[Collected data]

------

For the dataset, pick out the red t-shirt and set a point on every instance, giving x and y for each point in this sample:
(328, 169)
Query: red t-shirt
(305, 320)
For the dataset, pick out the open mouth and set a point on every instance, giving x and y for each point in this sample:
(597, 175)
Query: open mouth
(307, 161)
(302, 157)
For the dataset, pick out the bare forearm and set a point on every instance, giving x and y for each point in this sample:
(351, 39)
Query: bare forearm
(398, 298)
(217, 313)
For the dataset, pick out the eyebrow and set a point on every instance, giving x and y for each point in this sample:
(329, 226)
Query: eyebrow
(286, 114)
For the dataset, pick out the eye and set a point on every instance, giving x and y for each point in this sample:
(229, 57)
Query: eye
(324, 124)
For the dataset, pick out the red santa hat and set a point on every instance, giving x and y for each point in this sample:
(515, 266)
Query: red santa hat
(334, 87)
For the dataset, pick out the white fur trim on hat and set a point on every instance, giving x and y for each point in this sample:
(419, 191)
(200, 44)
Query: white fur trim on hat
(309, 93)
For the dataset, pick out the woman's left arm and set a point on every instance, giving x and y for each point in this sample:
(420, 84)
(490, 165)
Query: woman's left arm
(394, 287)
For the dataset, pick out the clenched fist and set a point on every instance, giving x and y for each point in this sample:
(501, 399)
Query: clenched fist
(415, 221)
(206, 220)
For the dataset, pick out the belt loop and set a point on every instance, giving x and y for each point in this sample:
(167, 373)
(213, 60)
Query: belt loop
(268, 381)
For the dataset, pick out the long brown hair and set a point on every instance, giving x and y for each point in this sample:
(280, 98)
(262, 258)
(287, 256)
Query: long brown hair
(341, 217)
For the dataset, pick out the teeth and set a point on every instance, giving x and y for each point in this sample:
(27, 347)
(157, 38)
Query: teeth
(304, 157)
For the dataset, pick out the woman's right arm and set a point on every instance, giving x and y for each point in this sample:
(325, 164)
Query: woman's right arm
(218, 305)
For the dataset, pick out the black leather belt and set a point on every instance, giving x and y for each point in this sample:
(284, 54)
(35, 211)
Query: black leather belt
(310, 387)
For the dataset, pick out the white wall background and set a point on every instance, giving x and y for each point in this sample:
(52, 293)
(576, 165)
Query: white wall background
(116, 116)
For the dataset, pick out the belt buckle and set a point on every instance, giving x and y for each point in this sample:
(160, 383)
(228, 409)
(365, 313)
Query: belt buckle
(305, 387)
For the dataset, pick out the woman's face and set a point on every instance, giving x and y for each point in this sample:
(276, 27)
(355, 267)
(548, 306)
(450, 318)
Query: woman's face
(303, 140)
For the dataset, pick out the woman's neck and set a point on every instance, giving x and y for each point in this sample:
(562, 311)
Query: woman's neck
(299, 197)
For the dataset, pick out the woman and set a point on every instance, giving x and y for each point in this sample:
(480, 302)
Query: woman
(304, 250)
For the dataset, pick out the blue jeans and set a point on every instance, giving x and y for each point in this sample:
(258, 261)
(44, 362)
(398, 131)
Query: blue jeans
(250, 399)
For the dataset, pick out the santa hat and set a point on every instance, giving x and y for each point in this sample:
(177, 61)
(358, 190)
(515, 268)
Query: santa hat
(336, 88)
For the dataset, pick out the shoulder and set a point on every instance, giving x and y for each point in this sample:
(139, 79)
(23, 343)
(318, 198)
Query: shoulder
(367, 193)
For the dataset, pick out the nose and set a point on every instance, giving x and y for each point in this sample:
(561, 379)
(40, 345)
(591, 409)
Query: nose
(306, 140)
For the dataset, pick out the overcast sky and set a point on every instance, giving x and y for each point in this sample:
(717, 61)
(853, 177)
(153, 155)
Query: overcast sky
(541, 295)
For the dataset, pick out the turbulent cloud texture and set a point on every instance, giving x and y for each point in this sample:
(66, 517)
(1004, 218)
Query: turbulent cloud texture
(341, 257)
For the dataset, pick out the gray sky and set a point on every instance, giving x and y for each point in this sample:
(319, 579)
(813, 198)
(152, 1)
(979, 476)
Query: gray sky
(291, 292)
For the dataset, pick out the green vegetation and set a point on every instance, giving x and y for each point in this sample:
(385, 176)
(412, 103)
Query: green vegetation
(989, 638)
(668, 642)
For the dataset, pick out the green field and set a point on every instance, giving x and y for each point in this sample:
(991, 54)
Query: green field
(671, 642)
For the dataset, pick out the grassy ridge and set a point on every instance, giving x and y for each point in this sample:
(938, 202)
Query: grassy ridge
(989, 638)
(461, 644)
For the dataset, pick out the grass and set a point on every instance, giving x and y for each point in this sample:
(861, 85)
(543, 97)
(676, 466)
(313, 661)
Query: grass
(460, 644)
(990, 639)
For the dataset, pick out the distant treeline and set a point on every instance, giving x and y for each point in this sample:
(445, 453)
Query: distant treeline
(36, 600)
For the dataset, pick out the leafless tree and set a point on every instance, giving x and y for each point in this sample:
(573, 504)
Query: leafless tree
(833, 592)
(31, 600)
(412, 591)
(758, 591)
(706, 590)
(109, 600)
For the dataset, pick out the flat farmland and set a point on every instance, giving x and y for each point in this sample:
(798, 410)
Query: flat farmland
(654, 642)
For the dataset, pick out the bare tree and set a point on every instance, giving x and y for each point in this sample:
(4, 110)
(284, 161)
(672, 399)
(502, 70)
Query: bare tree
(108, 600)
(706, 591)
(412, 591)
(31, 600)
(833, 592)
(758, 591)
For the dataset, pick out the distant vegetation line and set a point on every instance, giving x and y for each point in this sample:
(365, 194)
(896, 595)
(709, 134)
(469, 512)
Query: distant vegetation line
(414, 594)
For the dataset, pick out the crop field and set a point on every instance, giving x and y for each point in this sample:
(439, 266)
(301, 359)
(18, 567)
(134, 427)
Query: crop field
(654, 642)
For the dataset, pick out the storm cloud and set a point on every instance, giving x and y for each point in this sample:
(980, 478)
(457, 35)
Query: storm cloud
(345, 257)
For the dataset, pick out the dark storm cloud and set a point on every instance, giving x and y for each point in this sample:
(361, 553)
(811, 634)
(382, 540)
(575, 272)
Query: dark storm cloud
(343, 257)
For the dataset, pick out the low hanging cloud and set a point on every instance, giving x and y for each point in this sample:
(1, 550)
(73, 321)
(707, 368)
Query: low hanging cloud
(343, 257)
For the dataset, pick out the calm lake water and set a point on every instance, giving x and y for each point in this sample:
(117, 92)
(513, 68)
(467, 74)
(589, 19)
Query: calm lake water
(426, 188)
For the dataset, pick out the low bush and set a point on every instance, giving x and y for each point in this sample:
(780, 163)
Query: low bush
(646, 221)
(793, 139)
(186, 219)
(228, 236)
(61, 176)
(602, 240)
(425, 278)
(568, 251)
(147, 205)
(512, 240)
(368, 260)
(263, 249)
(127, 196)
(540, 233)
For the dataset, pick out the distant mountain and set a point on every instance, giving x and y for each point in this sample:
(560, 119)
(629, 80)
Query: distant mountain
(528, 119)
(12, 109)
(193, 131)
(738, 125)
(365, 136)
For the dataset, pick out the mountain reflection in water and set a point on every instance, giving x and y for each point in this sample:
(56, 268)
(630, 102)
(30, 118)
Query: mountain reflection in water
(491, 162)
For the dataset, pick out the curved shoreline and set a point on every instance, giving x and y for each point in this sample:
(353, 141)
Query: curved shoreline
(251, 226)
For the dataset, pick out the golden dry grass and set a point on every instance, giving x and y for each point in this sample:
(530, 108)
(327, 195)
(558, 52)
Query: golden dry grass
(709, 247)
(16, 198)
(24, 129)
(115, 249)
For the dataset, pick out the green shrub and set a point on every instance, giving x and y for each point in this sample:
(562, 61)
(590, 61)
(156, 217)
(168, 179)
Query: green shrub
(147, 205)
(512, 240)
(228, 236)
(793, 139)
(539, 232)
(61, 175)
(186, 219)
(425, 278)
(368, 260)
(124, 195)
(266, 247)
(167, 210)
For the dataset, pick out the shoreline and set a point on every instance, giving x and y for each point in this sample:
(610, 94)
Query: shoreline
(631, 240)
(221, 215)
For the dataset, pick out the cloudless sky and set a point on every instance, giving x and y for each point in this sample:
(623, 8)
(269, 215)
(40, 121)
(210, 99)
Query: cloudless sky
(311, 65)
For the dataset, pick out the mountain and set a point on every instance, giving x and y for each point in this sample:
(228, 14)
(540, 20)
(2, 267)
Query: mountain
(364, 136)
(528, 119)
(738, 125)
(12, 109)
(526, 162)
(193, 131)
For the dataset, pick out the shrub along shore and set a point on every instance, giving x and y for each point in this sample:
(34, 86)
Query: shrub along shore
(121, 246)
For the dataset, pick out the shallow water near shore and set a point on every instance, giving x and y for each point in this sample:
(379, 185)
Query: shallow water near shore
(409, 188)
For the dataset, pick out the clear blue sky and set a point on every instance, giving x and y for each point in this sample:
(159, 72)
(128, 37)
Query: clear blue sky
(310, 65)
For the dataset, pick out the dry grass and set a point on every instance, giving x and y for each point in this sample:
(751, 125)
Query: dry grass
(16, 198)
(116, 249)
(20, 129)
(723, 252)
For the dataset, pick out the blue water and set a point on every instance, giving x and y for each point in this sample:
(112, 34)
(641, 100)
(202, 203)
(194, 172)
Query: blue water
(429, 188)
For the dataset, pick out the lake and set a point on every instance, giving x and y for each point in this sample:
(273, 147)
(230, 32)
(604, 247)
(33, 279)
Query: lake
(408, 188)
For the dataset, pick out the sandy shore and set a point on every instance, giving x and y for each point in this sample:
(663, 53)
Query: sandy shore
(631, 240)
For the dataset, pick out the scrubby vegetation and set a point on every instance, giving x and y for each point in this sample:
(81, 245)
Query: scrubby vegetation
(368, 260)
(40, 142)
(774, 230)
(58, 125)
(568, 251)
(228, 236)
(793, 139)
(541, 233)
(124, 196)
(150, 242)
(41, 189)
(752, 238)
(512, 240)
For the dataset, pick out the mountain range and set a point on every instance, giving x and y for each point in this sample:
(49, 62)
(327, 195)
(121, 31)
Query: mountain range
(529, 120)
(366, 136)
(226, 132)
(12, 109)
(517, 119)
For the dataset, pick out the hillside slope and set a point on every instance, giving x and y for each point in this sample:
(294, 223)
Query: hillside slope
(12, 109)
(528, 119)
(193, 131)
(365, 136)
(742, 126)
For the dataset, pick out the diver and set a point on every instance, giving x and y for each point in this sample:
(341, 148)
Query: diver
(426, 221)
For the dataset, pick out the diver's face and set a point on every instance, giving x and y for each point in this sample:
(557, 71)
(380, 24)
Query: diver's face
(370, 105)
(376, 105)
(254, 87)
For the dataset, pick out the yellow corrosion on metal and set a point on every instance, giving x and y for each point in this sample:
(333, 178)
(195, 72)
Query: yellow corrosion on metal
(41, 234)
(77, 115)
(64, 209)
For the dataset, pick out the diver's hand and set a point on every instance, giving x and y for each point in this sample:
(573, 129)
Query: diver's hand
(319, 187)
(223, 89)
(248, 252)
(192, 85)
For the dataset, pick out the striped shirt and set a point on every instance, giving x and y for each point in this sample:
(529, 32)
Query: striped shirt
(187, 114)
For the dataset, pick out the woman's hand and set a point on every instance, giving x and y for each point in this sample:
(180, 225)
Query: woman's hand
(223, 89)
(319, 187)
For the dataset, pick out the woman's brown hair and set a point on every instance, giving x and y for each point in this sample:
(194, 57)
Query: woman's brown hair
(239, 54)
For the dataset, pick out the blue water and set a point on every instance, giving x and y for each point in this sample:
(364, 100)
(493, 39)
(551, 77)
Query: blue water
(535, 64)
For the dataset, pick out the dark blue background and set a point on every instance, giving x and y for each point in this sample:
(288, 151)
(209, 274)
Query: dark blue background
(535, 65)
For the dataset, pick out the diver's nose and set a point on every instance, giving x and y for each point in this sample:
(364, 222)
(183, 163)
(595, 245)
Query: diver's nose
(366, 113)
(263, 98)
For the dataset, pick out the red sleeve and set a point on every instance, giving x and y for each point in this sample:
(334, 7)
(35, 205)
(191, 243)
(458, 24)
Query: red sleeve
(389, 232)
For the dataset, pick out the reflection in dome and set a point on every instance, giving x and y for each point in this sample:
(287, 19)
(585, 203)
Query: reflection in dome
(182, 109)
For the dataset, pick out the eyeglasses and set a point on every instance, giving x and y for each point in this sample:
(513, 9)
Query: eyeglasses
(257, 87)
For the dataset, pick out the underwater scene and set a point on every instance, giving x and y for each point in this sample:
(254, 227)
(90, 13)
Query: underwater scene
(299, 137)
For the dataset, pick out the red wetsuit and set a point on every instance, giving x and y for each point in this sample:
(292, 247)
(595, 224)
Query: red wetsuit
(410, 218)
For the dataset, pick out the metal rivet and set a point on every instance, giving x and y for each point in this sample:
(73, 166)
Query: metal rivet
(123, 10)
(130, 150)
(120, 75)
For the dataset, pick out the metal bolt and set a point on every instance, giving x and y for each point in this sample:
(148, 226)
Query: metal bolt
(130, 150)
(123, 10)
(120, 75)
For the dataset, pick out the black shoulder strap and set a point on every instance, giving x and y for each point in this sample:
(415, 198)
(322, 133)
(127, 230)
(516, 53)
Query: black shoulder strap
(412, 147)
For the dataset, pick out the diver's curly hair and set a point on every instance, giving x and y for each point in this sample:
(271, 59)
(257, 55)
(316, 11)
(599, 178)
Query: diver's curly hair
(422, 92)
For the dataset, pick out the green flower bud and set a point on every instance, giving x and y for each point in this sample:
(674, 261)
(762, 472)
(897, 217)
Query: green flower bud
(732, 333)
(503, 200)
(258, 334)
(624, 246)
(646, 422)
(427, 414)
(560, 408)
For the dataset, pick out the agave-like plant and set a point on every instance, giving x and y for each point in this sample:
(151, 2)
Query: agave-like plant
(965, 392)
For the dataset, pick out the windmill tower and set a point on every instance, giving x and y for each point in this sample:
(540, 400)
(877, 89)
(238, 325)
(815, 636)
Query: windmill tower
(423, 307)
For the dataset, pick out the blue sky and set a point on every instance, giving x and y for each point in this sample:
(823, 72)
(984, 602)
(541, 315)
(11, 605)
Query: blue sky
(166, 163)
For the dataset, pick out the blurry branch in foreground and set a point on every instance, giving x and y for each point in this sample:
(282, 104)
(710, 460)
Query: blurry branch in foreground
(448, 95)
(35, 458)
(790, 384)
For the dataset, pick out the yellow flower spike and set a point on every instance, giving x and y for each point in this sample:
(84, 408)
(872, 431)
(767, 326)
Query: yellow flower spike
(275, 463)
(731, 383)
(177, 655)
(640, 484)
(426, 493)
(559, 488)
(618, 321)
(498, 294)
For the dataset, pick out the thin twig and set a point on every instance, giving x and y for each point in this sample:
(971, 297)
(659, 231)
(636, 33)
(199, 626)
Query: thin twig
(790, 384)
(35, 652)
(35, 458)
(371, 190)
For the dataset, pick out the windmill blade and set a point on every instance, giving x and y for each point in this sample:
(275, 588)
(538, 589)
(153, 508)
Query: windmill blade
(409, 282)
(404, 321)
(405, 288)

------

- _Written exercise_
Starting at the line that contains "For the dataset, pick out the blue sky", write out every line to the end of the entries, exactly as given.

- _Exercise solution_
For the dataset, pick out the blue sky and set a point on every instance, giving x and y for each point in this sample:
(823, 72)
(984, 602)
(541, 315)
(11, 605)
Query: blue sky
(166, 163)
For the dataset, pick out the blurry branch in foreground and set a point on every instance, giving x and y for each point in this sample:
(282, 104)
(710, 460)
Query: blurry branch in foreground
(448, 95)
(35, 458)
(790, 384)
For the dataset, pick out the yellow flower spike and set a point on every instance, giving x and y for each point in this sample:
(84, 408)
(872, 431)
(767, 326)
Query: yellow flower spike
(275, 463)
(731, 383)
(177, 655)
(640, 484)
(426, 493)
(559, 488)
(618, 321)
(498, 294)
For the dataset, pick out the thin twig and set a point on every instance, giving x and y for each point in this sample:
(971, 297)
(659, 231)
(636, 33)
(199, 626)
Query: thin twig
(790, 384)
(35, 652)
(35, 458)
(371, 190)
For the dataset, pick out the windmill blade and set a point on every instance, giving x and y for each point in this sample:
(275, 588)
(538, 589)
(153, 508)
Query: windmill blade
(409, 282)
(404, 321)
(405, 288)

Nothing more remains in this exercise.